Work instructions:
Copy the lines from the one containing "Mark the innermost point of each instance of the owl's tail" through the last line, requests included, and shift every x and y coordinate in the answers up by 120. Leave the numbers in the requests and their format samples unchanged.

Dataset rows:

■ ■ ■ ■ ■ ■ ■

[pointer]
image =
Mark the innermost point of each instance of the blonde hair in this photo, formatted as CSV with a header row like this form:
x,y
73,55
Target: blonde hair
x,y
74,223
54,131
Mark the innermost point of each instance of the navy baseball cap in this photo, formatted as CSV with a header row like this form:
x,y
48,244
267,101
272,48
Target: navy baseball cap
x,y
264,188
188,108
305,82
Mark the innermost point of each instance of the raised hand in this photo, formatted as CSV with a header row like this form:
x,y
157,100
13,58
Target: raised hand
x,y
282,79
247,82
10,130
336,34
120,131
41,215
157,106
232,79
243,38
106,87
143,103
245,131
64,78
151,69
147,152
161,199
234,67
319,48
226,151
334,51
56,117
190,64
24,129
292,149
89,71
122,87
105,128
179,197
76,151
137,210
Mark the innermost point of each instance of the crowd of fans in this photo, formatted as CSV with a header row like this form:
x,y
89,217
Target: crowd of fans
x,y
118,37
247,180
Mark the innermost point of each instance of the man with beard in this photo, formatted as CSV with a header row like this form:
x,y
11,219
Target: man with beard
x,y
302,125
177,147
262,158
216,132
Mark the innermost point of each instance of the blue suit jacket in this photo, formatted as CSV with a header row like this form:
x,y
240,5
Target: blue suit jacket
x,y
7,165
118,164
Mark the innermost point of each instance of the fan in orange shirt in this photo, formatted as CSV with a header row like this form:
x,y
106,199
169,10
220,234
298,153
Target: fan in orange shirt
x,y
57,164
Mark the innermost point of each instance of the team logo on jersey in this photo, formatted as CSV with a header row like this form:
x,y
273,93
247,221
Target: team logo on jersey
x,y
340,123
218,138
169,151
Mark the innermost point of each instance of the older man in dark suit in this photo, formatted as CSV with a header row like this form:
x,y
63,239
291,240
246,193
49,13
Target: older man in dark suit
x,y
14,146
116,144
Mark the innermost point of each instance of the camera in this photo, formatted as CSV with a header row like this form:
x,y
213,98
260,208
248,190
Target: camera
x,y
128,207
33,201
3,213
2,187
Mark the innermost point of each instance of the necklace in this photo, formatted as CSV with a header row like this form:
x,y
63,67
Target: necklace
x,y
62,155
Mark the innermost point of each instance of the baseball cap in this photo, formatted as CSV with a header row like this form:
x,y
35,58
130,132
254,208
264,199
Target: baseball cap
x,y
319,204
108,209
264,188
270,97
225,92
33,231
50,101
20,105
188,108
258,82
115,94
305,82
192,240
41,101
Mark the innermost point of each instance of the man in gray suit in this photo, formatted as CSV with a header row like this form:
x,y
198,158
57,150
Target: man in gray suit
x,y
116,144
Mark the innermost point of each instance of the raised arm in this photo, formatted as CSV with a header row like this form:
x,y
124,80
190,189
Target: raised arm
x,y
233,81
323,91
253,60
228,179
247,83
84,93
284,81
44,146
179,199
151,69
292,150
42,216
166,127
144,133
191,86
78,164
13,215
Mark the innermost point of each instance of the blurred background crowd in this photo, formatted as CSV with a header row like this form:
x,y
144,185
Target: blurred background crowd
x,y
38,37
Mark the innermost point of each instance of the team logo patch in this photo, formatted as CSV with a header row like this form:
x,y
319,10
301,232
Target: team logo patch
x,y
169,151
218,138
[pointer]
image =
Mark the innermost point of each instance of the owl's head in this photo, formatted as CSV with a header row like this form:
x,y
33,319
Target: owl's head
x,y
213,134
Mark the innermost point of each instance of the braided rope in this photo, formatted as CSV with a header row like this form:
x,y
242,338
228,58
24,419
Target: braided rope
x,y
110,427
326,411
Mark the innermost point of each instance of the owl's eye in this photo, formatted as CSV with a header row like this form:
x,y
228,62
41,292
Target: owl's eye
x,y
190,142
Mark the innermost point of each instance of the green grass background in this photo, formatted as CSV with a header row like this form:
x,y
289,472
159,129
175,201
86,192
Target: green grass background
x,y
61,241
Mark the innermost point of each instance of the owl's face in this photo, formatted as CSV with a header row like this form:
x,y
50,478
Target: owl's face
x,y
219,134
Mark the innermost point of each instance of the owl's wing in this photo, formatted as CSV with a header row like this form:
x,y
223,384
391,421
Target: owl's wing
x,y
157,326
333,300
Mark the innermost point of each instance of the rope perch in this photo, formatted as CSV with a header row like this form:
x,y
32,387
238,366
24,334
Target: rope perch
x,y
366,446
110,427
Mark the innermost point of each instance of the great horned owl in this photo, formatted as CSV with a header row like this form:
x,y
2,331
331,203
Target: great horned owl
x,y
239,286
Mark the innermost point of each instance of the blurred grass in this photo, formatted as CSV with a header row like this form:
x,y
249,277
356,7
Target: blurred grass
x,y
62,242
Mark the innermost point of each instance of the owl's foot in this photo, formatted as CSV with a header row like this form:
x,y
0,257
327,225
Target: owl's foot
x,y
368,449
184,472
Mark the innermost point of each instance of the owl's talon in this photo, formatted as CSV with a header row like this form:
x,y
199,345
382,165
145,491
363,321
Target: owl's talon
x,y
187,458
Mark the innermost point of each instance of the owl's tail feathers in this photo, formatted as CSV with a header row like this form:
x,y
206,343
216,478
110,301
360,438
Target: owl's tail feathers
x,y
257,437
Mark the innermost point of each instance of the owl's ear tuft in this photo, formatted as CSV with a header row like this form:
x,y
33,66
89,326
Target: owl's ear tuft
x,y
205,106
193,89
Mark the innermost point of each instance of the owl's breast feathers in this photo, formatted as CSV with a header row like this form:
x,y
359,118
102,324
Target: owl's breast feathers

■ ■ ■ ■ ■ ■ ■

The output:
Mark the innermost point of each instance of the owl's tail feathers in this photo, formatted as CSV with a header row like this form:
x,y
206,343
216,478
110,301
360,438
Target: owl's tail feathers
x,y
377,557
Mark the innermost point of each instance of the owl's ear tuft in this photo, formatted as CSV with a header row like this form:
x,y
33,66
89,326
Target: owl's ear tuft
x,y
325,226
313,209
Mark the innermost point of each instance of the owl's breast feathers in this photo, formatted as CSV with a header row like this form:
x,y
359,118
102,324
Target: owl's breast feathers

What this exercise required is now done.